## ESTRATTO DELLA PAGINA
>>

“Aspromonte”, il racconto di Calopresti rimanda al neorealismo

Un racconto in presa diretta, di una schiettezza narrativa asciutta e dolorosa, «sulle promesse mancate e sulle energie infrante del nostro Sud», spiega il regista

Africo, paesino arroccato nell’Aspromonte calabrese, anno 1951. Una donna muore di parto perché il medico non è arrivato in tempo dalla Marina sottostante. È la scintilla che fa scattare la ribellione degli abitanti, che subito chiedono al prefetto di avere un medico fisso, e poi pensare a costruire una strada per agevolare lo spostarsi delle persone. Da qui, da un episodio (come terrà a precisare il film nei titoli di coda) inventato ma certo non impossibile, prende il via la vicenda di questo “Aspromonte”, film al quale il regista ha voluto aggiungere “La terra degli ultimi”, per meglio identificare valore e sostanza del territorio, in uscita nelle sale dal 21 novembre.

La richiesta di un dottore e la decisione di mettersi senza chiedere permessi a costruire una strada per superare ostacoli imposti dalla natura configura uno scenario che impone con forza di spostare indietro l’orologio di almeno 70 anni. La Calabria dell’immediato dopoguerra era proprio così: orgogliosa, testarda, con poca voglia di cambiare. Un palcoscenico irto e difficile da abitare, se non al prezzo di un costante sacrificio quotidiano, di una volontà di vivere con quello che la terra e il lavoro procuravano. Si tratta, come si vede, di un argomento non facile da approcciare.

Mimmo Calopresti in cabina di regia lo ha affrontato col coraggio della presa diretta, mettendo da parte moralismi e giustificazioni a favore di una schiettezza narrativa asciutta, dolorosa, consapevole dei sacrifici da compiere. Sulla base del suo passato di autore attento e sensibile ai bisogni dei più emarginati della società (vedi “Preferisco il rumore del mare”, 2000, riarsa metafora di un ritorno da Torino nella natia Calabria), il regista affronta a viso aperto la tematica di quel cinema meridionalista che ha trovato in passato un eccellente artefice in alcuni titoli di Francesco Rosi ( “Cristo si è fermato a Eboli“, 1979; “Tre fratelli”, 1981).

<<

## ELENCO DEI COMPITI
1. In quale paese e in quale anno si svolge la vicenda raccontata nella recensione?
2. Trascrivi dalla recensione tutto il testo che va da «Un racconto in» giù fino a «dal 21 novembre.».
3. Elenca tutti i film che la recensione cita con l'anno tra parentesi, indicando per ciascuno l'anno.

## ELENCO RIPORTATO

>>

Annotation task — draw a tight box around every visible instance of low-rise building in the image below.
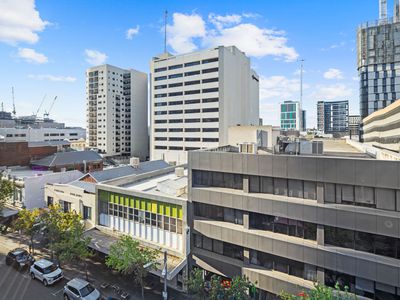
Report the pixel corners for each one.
[93,167,190,289]
[361,100,400,152]
[31,151,103,172]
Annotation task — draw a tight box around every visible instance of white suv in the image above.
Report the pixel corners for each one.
[30,259,64,286]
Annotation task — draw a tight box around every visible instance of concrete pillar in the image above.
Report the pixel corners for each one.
[243,211,250,229]
[317,225,325,246]
[317,182,324,203]
[243,175,249,193]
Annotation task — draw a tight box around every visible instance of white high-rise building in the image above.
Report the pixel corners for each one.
[86,65,148,160]
[150,46,259,164]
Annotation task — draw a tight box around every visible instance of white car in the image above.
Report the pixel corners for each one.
[30,259,64,286]
[64,278,100,300]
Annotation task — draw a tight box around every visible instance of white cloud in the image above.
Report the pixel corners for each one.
[0,0,50,45]
[167,13,299,61]
[17,48,49,64]
[324,68,343,79]
[167,13,206,53]
[126,25,139,40]
[260,76,304,102]
[85,49,107,66]
[312,83,354,100]
[28,74,76,82]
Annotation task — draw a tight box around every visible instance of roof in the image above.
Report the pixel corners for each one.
[89,160,170,182]
[31,151,103,167]
[69,180,96,194]
[67,278,89,290]
[28,141,70,147]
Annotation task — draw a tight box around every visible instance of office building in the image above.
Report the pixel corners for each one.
[349,115,361,140]
[281,101,305,131]
[188,146,400,300]
[86,65,148,160]
[361,100,400,152]
[150,46,259,164]
[357,0,400,118]
[317,100,349,135]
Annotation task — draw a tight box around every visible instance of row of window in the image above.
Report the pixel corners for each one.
[154,57,218,73]
[154,137,219,143]
[154,118,219,124]
[154,97,219,106]
[154,87,218,98]
[154,128,219,132]
[154,68,218,81]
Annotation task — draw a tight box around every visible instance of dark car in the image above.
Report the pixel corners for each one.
[6,248,35,270]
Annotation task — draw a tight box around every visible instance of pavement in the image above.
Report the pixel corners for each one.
[0,233,190,300]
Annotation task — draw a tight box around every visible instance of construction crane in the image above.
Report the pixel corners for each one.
[43,96,57,119]
[35,94,47,118]
[11,86,17,117]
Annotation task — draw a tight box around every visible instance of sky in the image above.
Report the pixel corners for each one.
[0,0,393,128]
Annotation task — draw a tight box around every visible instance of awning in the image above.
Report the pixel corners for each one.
[85,228,187,280]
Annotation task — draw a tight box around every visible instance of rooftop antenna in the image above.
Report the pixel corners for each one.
[11,86,17,117]
[300,59,305,108]
[164,10,168,53]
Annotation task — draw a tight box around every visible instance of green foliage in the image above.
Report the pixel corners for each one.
[106,235,157,297]
[0,179,14,212]
[280,283,357,300]
[186,268,207,299]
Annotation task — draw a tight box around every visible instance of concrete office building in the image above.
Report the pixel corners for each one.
[281,101,305,131]
[86,65,148,160]
[189,146,400,300]
[361,100,400,152]
[317,100,349,135]
[357,0,400,118]
[150,46,259,164]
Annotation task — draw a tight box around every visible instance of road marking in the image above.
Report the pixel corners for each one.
[52,289,64,297]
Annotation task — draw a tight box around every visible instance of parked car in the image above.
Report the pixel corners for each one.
[64,278,100,300]
[6,248,35,270]
[30,259,64,286]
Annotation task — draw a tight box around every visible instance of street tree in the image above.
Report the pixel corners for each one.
[13,208,43,254]
[186,268,207,299]
[53,215,93,280]
[106,235,158,299]
[280,283,357,300]
[0,178,14,213]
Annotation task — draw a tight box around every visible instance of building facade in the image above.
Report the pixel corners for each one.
[357,0,400,118]
[150,46,259,164]
[189,147,400,300]
[361,100,400,152]
[317,100,349,134]
[86,65,148,160]
[281,101,303,131]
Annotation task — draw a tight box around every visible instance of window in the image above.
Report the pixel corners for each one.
[201,57,218,64]
[185,99,200,104]
[168,64,183,70]
[201,68,218,74]
[203,88,218,93]
[202,98,218,103]
[185,60,200,67]
[185,90,200,95]
[201,77,218,83]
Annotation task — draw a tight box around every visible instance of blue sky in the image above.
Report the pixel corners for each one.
[0,0,384,127]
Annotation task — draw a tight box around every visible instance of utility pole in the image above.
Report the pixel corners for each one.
[164,10,168,53]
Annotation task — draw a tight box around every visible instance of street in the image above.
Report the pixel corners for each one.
[0,254,66,300]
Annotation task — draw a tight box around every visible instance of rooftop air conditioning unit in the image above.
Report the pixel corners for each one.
[129,157,140,169]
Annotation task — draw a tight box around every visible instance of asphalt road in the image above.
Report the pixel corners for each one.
[0,255,66,300]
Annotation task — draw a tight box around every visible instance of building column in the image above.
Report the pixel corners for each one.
[317,182,324,203]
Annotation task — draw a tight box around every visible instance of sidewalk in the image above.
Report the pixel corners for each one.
[0,233,190,300]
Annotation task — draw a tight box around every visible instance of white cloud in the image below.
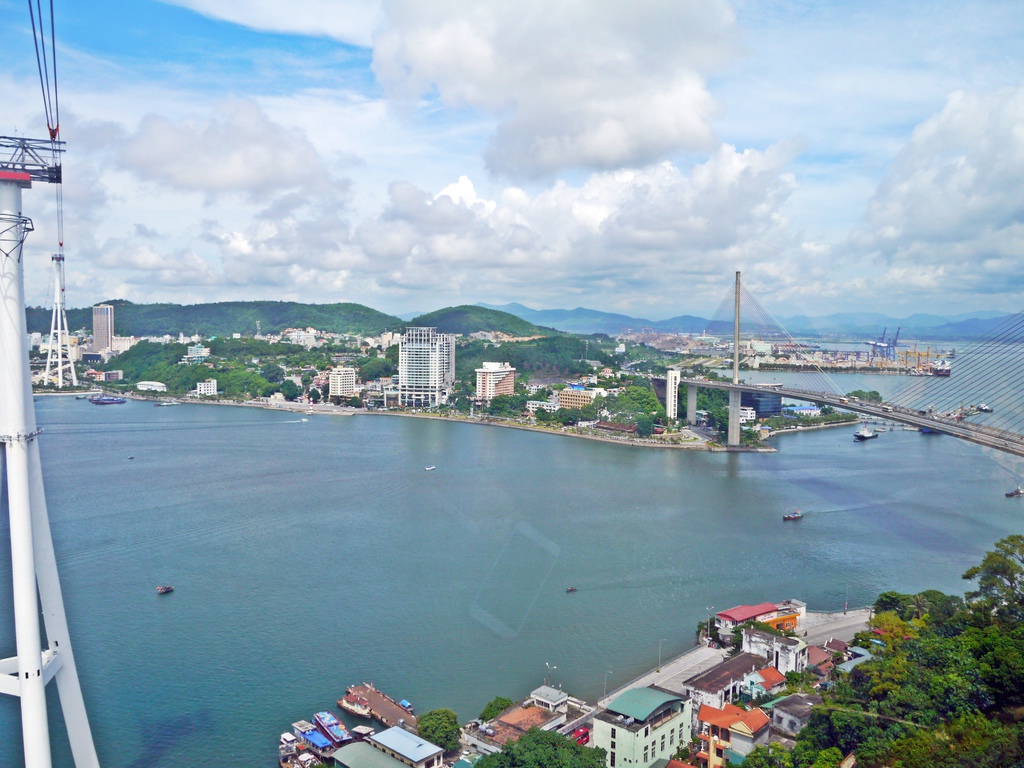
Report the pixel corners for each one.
[374,0,735,177]
[847,87,1024,300]
[164,0,381,47]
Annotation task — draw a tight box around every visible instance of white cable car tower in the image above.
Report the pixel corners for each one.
[0,136,99,768]
[43,253,78,389]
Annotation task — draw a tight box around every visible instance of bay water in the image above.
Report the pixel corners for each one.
[0,391,1024,768]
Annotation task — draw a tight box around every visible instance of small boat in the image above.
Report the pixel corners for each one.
[853,424,879,442]
[338,693,373,718]
[89,394,127,406]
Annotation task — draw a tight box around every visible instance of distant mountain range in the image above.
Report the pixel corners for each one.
[478,303,1010,341]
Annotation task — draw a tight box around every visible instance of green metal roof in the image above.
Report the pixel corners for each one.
[608,688,683,721]
[334,741,408,768]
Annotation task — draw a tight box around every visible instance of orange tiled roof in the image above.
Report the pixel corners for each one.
[758,667,785,690]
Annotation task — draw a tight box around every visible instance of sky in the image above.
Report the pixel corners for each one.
[6,0,1024,319]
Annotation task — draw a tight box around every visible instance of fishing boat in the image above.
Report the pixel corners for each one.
[89,394,127,406]
[338,693,373,718]
[853,424,879,442]
[313,710,352,746]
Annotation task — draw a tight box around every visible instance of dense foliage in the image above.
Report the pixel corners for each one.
[476,728,606,768]
[744,536,1024,768]
[409,304,556,336]
[26,299,409,336]
[417,710,461,752]
[480,696,513,721]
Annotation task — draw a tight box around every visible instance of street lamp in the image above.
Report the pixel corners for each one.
[544,662,558,687]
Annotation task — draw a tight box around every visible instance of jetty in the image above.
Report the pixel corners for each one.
[338,683,416,730]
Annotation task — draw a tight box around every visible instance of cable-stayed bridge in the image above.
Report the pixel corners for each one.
[669,272,1024,457]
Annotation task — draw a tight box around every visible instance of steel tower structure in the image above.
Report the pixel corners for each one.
[43,253,78,389]
[0,136,99,768]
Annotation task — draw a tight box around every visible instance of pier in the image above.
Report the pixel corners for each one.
[338,683,416,730]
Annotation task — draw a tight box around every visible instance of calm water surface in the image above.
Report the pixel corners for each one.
[0,393,1024,768]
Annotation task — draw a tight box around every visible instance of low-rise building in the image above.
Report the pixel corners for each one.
[771,693,822,736]
[683,653,767,727]
[196,379,217,397]
[367,725,444,768]
[742,627,807,675]
[328,366,357,397]
[476,362,515,402]
[697,703,771,768]
[591,687,693,768]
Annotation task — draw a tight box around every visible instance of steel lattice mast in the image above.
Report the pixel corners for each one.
[43,253,78,389]
[0,136,99,768]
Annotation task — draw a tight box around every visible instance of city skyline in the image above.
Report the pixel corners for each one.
[0,0,1024,318]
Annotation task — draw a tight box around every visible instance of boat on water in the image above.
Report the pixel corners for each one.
[313,710,352,746]
[338,693,373,719]
[853,424,879,442]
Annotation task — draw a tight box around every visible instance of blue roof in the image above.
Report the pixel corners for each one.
[302,731,331,750]
[370,725,443,763]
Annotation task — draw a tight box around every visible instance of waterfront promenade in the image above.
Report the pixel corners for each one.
[598,608,870,710]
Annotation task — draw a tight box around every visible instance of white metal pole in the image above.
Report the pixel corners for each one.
[0,174,51,768]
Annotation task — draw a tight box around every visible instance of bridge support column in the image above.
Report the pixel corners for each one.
[726,389,741,445]
[665,368,682,420]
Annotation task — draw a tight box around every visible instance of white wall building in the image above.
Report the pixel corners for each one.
[328,366,356,397]
[196,379,217,397]
[398,328,455,407]
[476,362,515,402]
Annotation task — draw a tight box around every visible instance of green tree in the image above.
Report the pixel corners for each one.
[476,728,606,768]
[417,709,460,752]
[480,696,513,720]
[964,534,1024,625]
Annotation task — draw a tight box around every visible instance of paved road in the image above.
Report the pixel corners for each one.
[598,608,870,709]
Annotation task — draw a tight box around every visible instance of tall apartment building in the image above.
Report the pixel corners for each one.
[398,328,455,407]
[328,366,355,397]
[92,304,114,352]
[476,362,515,402]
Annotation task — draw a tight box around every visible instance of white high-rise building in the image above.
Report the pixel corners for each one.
[398,328,455,407]
[92,304,114,352]
[328,366,355,397]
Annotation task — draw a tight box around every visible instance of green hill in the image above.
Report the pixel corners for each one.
[26,299,408,336]
[408,304,554,336]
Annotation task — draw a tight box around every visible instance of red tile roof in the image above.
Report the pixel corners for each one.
[715,603,778,623]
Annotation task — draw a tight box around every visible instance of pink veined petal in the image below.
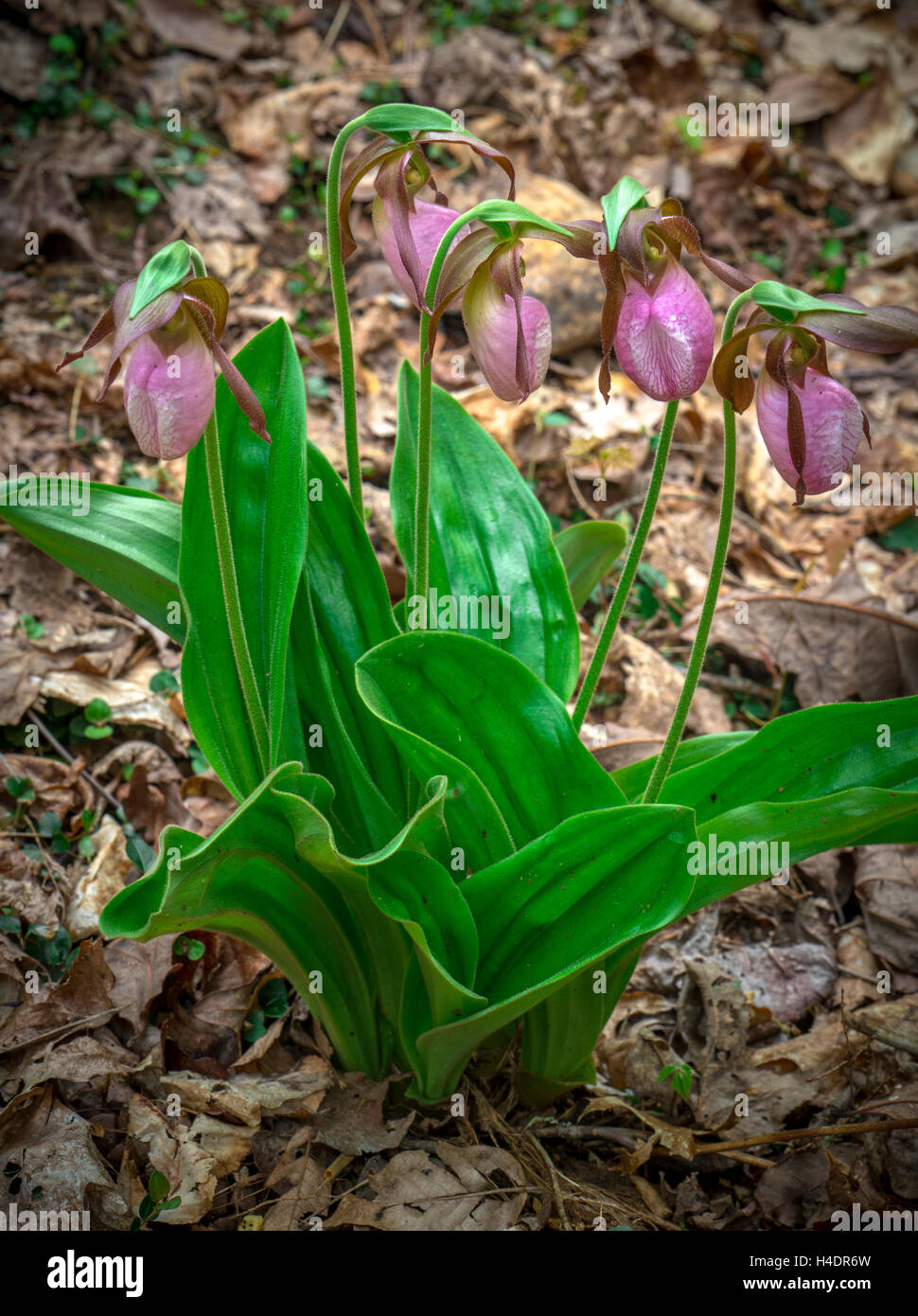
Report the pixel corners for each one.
[462,267,551,402]
[125,325,216,462]
[755,370,864,493]
[614,259,715,402]
[372,196,468,311]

<<

## SOLUZIONI DEI COMPITI
1. Ad Africo, nell'Aspromonte calabrese, nel 1951.

2.
Un racconto in presa diretta, di una schiettezza narrativa asciutta e dolorosa, «sulle promesse mancate e sulle energie infrante del nostro Sud», spiega il regista

Africo, paesino arroccato nell’Aspromonte calabrese, anno 1951. Una donna muore di parto perché il medico non è arrivato in tempo dalla Marina sottostante. È la scintilla che fa scattare la ribellione degli abitanti, che subito chiedono al prefetto di avere un medico fisso, e poi pensare a costruire una strada per agevolare lo spostarsi delle persone. Da qui, da un episodio (come terrà a precisare il film nei titoli di coda) inventato ma certo non impossibile, prende il via la vicenda di questo “Aspromonte”, film al quale il regista ha voluto aggiungere “La terra degli ultimi”, per meglio identificare valore e sostanza del territorio, in uscita nelle sale dal 21 novembre.

3.
- Preferisco il rumore del mare (2000)
- Cristo si è fermato a Eboli (1979)
- Tre fratelli (1981)